== Required work ==
Set out all of the data below as a numbered list, skipping any blank lines and leaving the pictures out.

[Entries from a pointing dataset]

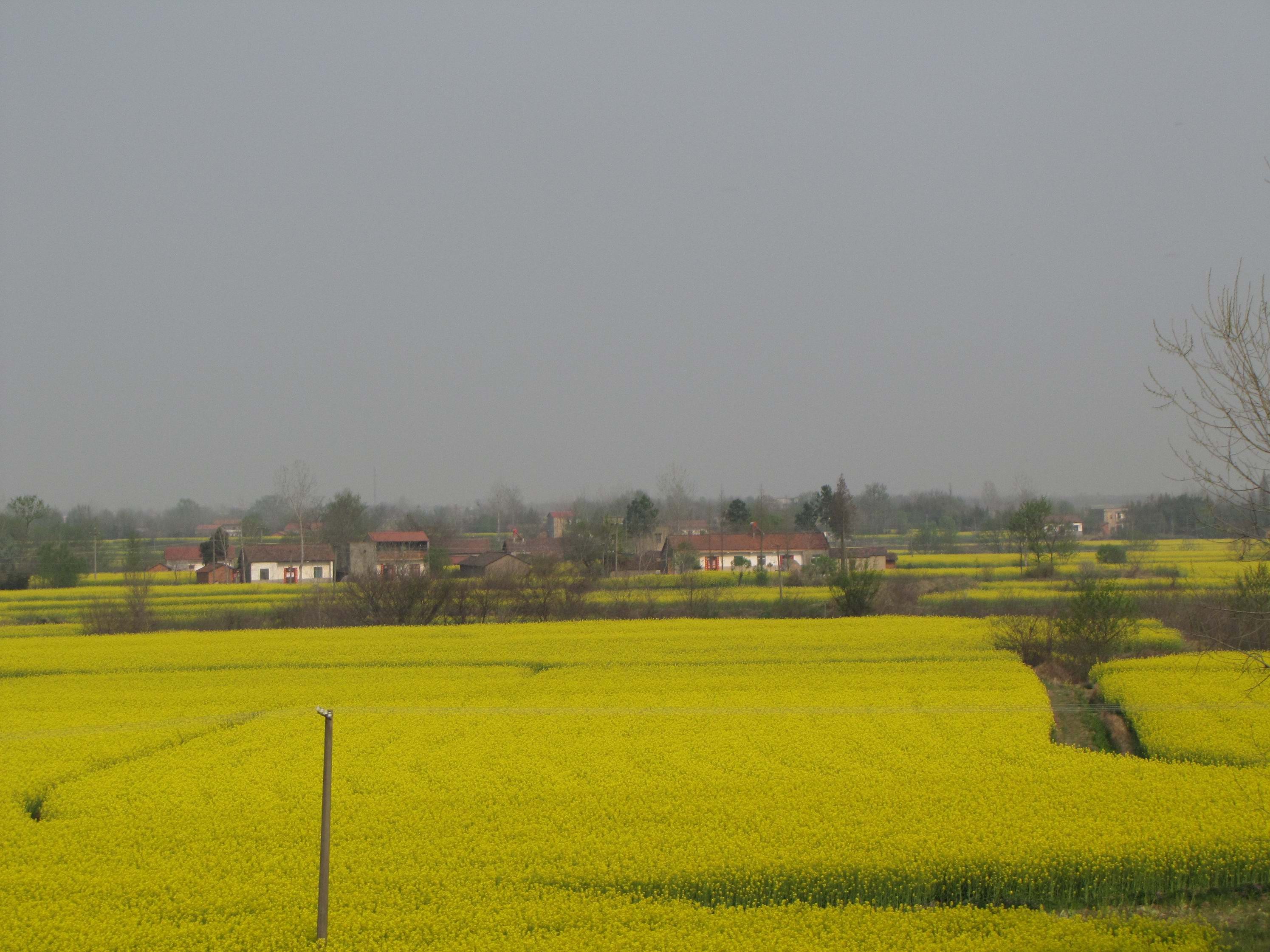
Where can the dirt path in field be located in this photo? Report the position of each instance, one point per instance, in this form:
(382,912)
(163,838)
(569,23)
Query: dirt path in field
(1084,720)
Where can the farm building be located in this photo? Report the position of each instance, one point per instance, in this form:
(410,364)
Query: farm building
(281,563)
(869,558)
(540,547)
(183,559)
(493,565)
(385,554)
(558,522)
(217,574)
(720,550)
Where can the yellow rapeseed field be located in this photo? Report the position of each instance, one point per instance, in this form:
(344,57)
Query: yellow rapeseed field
(882,783)
(1211,709)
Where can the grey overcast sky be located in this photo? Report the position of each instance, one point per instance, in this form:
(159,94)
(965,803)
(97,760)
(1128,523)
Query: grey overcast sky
(567,245)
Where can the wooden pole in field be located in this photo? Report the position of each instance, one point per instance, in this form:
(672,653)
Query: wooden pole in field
(324,864)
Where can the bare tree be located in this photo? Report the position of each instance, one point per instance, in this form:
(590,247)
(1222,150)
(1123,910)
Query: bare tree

== Result for this exercise ==
1. Where can the dirt path in field be located in this photo? Report the position of each instance, one point per instance, in this form:
2. (382,912)
3. (163,838)
4. (569,23)
5. Query: dirt path in field
6. (1084,720)
7. Where can the farm building be located in this photo? Report the position of each instance, one point per instance, in this form:
8. (410,364)
9. Query: farm building
10. (281,563)
11. (869,558)
12. (540,547)
13. (183,559)
14. (493,565)
15. (385,554)
16. (558,522)
17. (217,574)
18. (720,550)
19. Where can the yellow rapeseed field be located in this photo? Report the position of each instance, one point per instance, in this form:
20. (344,57)
21. Query: yellow rapeseed field
22. (882,783)
23. (1211,709)
24. Where can the grey overcast sky be located in this photo? Report the position of each instance, one point per instance, in this form:
25. (159,94)
26. (965,803)
27. (97,760)
28. (1128,523)
29. Query: grey overcast sky
30. (567,245)
31. Where can the wooden pole in field be located in this photo? Report the position of each instance, one point per instance, in this form:
32. (672,653)
33. Query: wooden pole in field
34. (324,864)
35. Where can the bare tree be located in this photo? Report the position of each instance, one point per instance, in this form:
36. (590,247)
37. (1222,150)
38. (1123,910)
39. Query: bare tree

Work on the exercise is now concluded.